======== EXCERPTED PASSAGE

Dysphoria will really fuck you up, and unless you can resolve it in some way,

Haha.

Morally, I think creating a large workforce that we force to do work that's fundamentally opposed to what they want is abhorrent.

Capitalist exploitation in a nutshell. Or maybe just exploitation, all types.

Perhaps we could do compulsory opera outings or something, but I doubt that's going to land all that well.

With a persistent pandemic I sure wouldn't. People seem to care about the ravages of biological malware about as much as they do digital, despite the fact we have no backups for biological bodies.

VR attendance is fine though.

a salary grant program for developers working on projects likely to be of benefit to civil society

Nice as it would be, the state being a body of oppression is likely to conflict with this.

a state-funded and state-run tech ministry aimed at employing software professionals and putting them to use for the good of the state and its people.

What's good for the state asserting its "authority" is rarely good for the people.

bodies are fun

Let's agree to disagree. I'm not having much fun.

Exercising just for the sake of it, for the sake of being able to see how fast you can run that half-marathon

All that uncomfortable proprioceptive feedback.

how far you can throw that javelin

That has low-enough feedback to still be fun.

Dancing, learning how to move your body fluently for the sheer joy of it is really worthwhile

The annoying moment when one actually enjoys it on an artistic level but cannot deal with the feedback.

as is training your voice

Sadly, voicebox replacements have range comparable to Microsoft SAM's, rather than a vocaloid. If your flesh made decisions you disagree with to a sufficient degree, your options are few.

learning how to handle a musical instrument

That is fun. Sadly expensive for the ones I find most neat.

Bodily intimacy, in both the platonic and the unashamedly sexual forms, is something that's worth enjoying to the fullest

It must indeed be nice to be able to cope with the notion of one's form sufficiently for that to be palatable.

@iris_meredith - this is great, thanks.for publishing it.

Is gender dysphoria a special case of a broader range of conditions to do with suppressing and denying identities? Is that what dysphoria means?

================

▶ [ACTIVITY]: Carry the comment thread about dysphoria and enjoying one's body forward from its final comment. Nothing in the records is needed to work with this thread.

======== DATA RECORDS

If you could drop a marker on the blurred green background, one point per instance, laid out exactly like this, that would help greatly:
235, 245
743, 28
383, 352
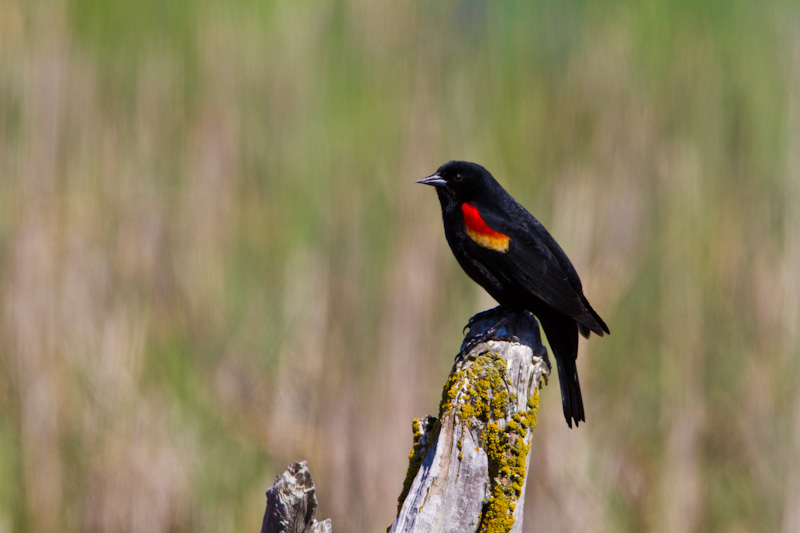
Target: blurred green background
214, 261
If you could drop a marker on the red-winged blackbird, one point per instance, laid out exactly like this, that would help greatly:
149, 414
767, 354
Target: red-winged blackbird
510, 254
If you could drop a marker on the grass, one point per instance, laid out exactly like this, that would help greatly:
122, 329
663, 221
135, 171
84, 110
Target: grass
213, 260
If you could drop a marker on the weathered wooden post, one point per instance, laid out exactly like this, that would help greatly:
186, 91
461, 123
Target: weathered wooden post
468, 468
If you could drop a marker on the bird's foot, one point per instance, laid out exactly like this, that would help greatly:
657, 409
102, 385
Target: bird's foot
485, 336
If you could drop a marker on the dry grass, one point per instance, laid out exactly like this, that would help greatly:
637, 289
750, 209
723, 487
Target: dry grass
213, 260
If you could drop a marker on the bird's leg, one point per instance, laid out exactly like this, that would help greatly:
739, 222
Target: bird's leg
486, 335
480, 316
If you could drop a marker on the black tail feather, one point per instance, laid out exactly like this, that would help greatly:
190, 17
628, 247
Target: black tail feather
562, 334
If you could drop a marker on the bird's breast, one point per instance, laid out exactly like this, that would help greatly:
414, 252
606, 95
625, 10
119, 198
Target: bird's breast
479, 231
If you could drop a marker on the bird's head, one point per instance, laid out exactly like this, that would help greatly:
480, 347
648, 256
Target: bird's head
459, 181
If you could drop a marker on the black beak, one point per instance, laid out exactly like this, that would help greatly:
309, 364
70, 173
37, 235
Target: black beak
436, 180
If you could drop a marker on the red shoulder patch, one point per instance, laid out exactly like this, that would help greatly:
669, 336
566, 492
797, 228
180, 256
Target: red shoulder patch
480, 232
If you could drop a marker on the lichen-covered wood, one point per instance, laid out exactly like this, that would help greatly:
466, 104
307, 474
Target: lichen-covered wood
468, 469
292, 503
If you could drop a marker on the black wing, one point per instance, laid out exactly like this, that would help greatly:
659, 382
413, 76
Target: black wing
536, 264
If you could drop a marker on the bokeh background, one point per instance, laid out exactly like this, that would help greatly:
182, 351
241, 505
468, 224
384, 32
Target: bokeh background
214, 261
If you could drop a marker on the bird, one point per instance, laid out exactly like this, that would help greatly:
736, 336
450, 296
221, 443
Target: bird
509, 253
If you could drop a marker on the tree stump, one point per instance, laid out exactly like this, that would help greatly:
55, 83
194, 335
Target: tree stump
468, 469
292, 503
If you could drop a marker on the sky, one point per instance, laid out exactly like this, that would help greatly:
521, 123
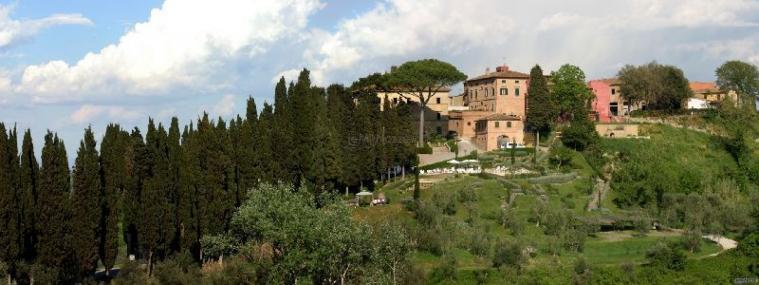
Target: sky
65, 65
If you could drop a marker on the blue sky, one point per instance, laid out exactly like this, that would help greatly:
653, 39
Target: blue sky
67, 64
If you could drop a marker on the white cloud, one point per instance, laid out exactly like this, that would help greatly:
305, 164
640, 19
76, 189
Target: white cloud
225, 106
13, 31
184, 43
88, 113
399, 28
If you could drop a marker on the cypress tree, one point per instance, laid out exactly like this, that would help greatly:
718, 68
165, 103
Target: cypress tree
265, 146
247, 156
138, 163
190, 202
175, 182
324, 162
283, 133
541, 109
85, 205
29, 187
53, 249
156, 229
114, 175
10, 212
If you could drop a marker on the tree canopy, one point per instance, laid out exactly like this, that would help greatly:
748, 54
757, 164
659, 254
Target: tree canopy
657, 86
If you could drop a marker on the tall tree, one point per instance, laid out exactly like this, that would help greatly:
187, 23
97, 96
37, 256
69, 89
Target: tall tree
85, 205
541, 110
53, 250
132, 197
739, 76
283, 133
423, 79
265, 146
174, 183
10, 212
662, 87
115, 168
157, 225
570, 91
29, 187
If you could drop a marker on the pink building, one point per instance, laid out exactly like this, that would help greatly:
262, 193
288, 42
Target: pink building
601, 104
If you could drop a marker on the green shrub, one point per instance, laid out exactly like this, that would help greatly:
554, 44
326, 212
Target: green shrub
129, 273
426, 149
179, 269
749, 245
508, 253
446, 271
666, 256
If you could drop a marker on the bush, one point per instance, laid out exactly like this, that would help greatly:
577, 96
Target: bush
129, 273
749, 245
179, 269
579, 135
446, 271
667, 256
467, 195
508, 253
560, 156
479, 242
426, 149
445, 202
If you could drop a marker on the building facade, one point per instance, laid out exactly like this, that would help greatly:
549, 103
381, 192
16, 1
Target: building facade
710, 94
498, 130
435, 115
609, 104
492, 102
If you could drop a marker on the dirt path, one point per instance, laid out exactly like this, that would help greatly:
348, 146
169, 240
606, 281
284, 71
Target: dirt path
723, 242
599, 193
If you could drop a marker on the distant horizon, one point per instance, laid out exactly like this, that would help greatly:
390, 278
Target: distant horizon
70, 64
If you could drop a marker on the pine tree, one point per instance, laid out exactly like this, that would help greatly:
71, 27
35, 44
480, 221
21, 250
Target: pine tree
29, 187
541, 109
85, 205
53, 209
10, 212
114, 172
283, 132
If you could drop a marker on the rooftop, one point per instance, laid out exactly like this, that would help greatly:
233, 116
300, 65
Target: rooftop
698, 86
501, 72
501, 117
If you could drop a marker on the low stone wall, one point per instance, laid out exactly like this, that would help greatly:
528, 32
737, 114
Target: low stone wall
618, 130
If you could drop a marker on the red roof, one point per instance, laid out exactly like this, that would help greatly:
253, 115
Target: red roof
697, 86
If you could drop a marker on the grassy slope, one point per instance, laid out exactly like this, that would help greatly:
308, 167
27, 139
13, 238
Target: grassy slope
669, 148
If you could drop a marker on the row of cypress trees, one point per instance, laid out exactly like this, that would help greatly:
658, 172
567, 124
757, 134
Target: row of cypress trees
162, 192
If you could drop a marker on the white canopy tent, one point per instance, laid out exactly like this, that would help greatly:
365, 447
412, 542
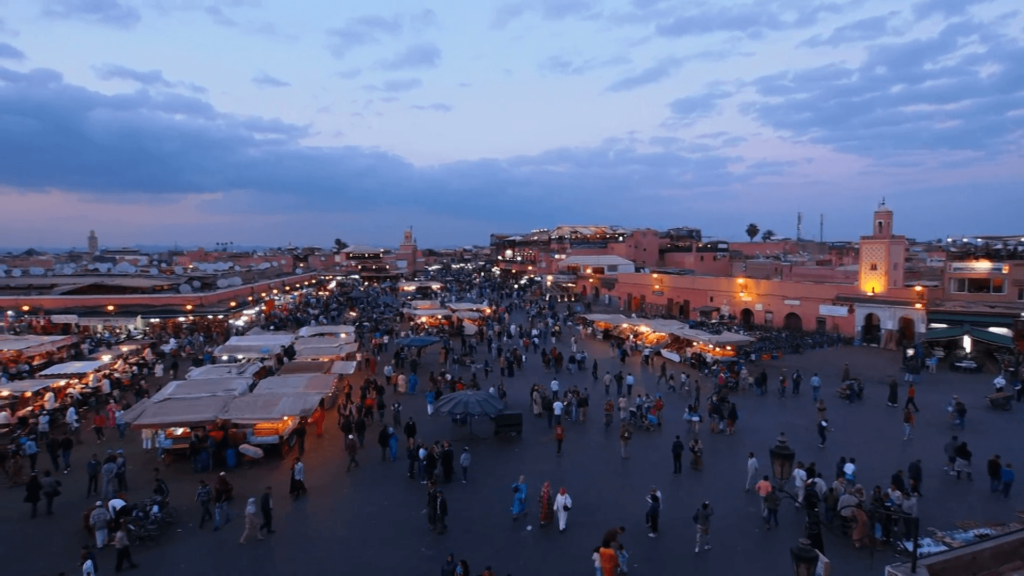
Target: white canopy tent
238, 369
75, 368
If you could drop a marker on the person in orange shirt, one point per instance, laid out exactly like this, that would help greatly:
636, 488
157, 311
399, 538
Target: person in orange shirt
609, 559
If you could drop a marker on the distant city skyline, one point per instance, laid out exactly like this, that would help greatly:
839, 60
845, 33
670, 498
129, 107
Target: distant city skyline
199, 121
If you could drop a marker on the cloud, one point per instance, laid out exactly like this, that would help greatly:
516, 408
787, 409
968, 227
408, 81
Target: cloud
947, 8
667, 67
140, 144
753, 18
264, 80
395, 85
961, 90
689, 110
434, 108
548, 9
150, 78
10, 52
864, 30
361, 31
560, 66
424, 54
104, 12
348, 74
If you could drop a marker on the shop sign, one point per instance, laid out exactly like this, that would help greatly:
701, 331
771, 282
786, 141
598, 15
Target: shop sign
965, 268
839, 312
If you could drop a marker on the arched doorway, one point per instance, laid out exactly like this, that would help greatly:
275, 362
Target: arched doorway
870, 332
793, 322
906, 331
747, 317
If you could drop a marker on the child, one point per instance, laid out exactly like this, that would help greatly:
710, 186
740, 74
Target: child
624, 560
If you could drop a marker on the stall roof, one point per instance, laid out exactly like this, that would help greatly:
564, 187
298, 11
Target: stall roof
726, 338
320, 384
203, 387
240, 369
22, 386
34, 344
337, 330
431, 312
73, 368
262, 408
343, 367
305, 367
177, 412
977, 333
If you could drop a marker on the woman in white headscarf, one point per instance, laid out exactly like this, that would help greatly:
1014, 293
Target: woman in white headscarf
252, 525
563, 503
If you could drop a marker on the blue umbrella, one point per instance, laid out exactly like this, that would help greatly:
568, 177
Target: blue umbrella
417, 341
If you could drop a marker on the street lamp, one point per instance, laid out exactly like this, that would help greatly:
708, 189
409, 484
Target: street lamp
805, 559
782, 458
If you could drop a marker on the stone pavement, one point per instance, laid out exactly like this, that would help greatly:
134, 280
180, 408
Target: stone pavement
373, 520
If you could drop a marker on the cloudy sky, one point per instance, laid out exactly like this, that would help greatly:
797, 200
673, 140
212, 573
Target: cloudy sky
266, 121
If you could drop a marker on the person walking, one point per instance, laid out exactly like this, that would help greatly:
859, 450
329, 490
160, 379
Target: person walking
702, 519
222, 492
32, 493
51, 489
99, 518
771, 503
351, 448
653, 512
993, 466
625, 436
204, 495
252, 525
752, 471
815, 386
266, 510
92, 471
677, 455
519, 498
1008, 479
123, 548
298, 483
464, 462
441, 512
563, 503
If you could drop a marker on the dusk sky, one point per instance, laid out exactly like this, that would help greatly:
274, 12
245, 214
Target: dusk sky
267, 122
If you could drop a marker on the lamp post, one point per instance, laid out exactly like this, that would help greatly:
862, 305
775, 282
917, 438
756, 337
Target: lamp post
805, 559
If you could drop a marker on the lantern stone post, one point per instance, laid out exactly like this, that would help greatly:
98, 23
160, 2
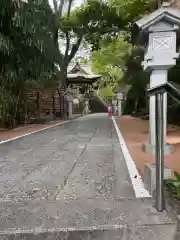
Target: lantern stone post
159, 32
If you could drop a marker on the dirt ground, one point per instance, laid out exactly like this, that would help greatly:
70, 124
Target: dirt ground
135, 133
19, 131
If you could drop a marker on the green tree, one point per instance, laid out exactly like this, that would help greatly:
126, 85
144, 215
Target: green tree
26, 60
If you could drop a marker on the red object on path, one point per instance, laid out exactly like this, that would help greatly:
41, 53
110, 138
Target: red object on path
109, 111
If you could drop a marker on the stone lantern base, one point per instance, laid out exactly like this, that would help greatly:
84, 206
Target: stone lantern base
150, 149
150, 177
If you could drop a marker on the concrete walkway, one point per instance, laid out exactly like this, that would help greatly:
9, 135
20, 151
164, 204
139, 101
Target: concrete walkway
71, 182
79, 159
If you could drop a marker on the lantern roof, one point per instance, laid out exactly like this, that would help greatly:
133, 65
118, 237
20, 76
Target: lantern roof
165, 13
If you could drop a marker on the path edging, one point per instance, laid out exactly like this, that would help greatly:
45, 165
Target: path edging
136, 179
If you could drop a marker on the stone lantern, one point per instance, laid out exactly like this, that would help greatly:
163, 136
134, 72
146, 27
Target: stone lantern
120, 98
159, 32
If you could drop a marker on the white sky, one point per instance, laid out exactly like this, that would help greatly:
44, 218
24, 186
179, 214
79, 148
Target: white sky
77, 3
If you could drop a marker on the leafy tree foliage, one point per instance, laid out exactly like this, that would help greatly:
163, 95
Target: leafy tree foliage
25, 39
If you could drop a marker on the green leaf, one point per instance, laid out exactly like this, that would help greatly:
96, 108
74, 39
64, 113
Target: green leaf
177, 175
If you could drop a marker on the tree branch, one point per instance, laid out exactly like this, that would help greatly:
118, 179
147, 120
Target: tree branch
74, 49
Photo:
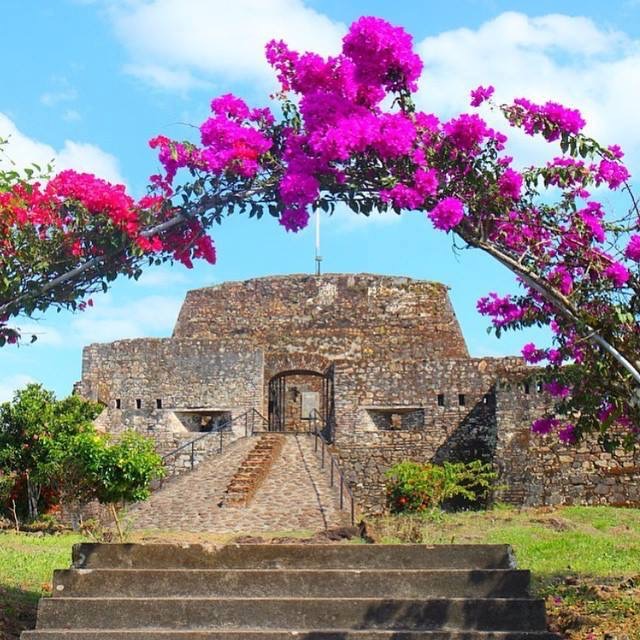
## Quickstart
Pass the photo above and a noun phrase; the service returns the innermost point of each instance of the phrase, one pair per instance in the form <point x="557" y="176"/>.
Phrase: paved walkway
<point x="295" y="495"/>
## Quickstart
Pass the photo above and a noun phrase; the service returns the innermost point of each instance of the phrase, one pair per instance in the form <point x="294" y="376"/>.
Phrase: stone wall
<point x="540" y="470"/>
<point x="404" y="385"/>
<point x="146" y="383"/>
<point x="340" y="316"/>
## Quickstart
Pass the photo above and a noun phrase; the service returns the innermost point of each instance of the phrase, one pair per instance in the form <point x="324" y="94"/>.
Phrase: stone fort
<point x="379" y="362"/>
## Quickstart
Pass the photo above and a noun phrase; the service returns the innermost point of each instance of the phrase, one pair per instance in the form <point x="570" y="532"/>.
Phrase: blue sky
<point x="88" y="82"/>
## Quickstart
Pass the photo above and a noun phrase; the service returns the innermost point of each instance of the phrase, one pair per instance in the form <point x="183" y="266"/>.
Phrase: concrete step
<point x="289" y="583"/>
<point x="275" y="634"/>
<point x="396" y="614"/>
<point x="284" y="556"/>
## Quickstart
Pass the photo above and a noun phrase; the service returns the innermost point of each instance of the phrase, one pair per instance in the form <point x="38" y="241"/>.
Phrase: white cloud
<point x="171" y="79"/>
<point x="46" y="335"/>
<point x="108" y="321"/>
<point x="10" y="384"/>
<point x="177" y="44"/>
<point x="348" y="221"/>
<point x="554" y="57"/>
<point x="22" y="151"/>
<point x="71" y="115"/>
<point x="52" y="98"/>
<point x="162" y="277"/>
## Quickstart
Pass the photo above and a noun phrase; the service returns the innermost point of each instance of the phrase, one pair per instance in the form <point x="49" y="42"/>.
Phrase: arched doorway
<point x="297" y="397"/>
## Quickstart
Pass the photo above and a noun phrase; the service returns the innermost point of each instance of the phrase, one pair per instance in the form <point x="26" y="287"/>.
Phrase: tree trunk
<point x="114" y="513"/>
<point x="33" y="496"/>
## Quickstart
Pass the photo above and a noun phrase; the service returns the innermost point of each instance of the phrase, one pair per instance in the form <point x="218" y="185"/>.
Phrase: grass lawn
<point x="585" y="561"/>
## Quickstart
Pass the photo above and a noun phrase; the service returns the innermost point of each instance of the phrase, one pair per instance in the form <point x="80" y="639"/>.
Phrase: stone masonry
<point x="379" y="361"/>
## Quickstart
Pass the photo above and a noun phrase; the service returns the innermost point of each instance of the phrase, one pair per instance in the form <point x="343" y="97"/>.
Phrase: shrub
<point x="414" y="487"/>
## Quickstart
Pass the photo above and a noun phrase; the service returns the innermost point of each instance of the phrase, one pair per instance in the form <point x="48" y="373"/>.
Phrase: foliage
<point x="121" y="471"/>
<point x="339" y="142"/>
<point x="52" y="446"/>
<point x="348" y="133"/>
<point x="584" y="560"/>
<point x="413" y="487"/>
<point x="67" y="236"/>
<point x="37" y="435"/>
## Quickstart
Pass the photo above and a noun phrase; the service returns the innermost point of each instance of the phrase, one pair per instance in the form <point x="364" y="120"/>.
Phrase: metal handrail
<point x="220" y="429"/>
<point x="334" y="467"/>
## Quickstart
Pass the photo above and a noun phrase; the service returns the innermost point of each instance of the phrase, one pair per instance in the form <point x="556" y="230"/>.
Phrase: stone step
<point x="290" y="583"/>
<point x="396" y="614"/>
<point x="285" y="556"/>
<point x="276" y="634"/>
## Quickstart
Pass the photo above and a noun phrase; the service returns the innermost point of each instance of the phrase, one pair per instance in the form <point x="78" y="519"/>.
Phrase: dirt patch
<point x="583" y="608"/>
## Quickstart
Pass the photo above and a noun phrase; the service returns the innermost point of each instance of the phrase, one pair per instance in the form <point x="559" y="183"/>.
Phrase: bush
<point x="414" y="487"/>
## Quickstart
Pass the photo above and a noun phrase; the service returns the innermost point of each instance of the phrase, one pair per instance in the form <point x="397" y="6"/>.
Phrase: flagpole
<point x="318" y="256"/>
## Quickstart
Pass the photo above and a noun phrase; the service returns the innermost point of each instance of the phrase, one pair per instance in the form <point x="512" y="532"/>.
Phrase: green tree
<point x="113" y="473"/>
<point x="36" y="432"/>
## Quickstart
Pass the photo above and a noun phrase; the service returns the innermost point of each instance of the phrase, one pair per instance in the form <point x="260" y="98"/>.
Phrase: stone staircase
<point x="253" y="470"/>
<point x="295" y="494"/>
<point x="278" y="592"/>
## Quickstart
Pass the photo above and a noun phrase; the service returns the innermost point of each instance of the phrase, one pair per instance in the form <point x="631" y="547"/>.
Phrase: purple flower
<point x="567" y="434"/>
<point x="510" y="184"/>
<point x="294" y="219"/>
<point x="633" y="248"/>
<point x="531" y="353"/>
<point x="403" y="197"/>
<point x="613" y="173"/>
<point x="479" y="95"/>
<point x="447" y="214"/>
<point x="617" y="273"/>
<point x="543" y="426"/>
<point x="557" y="389"/>
<point x="382" y="54"/>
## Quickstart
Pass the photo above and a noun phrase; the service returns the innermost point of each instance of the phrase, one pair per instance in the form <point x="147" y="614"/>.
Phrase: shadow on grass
<point x="17" y="611"/>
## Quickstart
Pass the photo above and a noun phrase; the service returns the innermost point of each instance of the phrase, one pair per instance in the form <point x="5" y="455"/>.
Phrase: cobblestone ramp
<point x="291" y="592"/>
<point x="295" y="495"/>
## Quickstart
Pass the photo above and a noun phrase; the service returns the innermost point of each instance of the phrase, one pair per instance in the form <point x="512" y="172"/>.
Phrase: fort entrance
<point x="300" y="400"/>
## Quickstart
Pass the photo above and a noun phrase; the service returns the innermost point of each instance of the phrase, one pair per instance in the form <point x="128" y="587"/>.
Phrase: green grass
<point x="27" y="560"/>
<point x="585" y="561"/>
<point x="591" y="541"/>
<point x="26" y="567"/>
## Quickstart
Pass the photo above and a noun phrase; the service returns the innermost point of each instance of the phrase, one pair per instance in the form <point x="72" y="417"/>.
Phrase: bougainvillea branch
<point x="346" y="132"/>
<point x="350" y="134"/>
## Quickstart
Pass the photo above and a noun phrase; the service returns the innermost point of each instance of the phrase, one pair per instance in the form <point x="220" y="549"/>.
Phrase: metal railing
<point x="316" y="423"/>
<point x="249" y="417"/>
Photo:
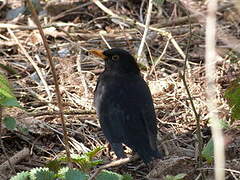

================

▶ [TASK RESULT]:
Your second hypothesis that there may often be a mismatch between the social values of people in the tech industry and what the companies they work for actually do resonates, but I suspect there are other, potentially related issues.

A lot of people, myself included, got into tech because computers, internet culture and the hacker ethic formed a big part of their identity growing up. Corporate software development largely isn't like that. It's therefore more than not having the job you wanted, it's having part of your identity denied. Corporate software culture reinforces this, presenting the work as 'more than just a job', and I think a lot of people early in their careers believe that. I suspect a lot of people who are now developers were brought up being told they were smart, and as a result could have whatever kind of career they wanted.

Similarly, the long hours, mentally exhausting work and general burn out make it really hard to pursue creative hobbies outside of work, and that's a big part of defining and expressing your identity, so again l, we have a source of suppression. This is something I strongly feel myself, and only just starting to address after probably 20 years of gradually losing touch with activities (and people) which used to bring joy. I currently have a complex relationship with my gender, but most of this would be true regardless.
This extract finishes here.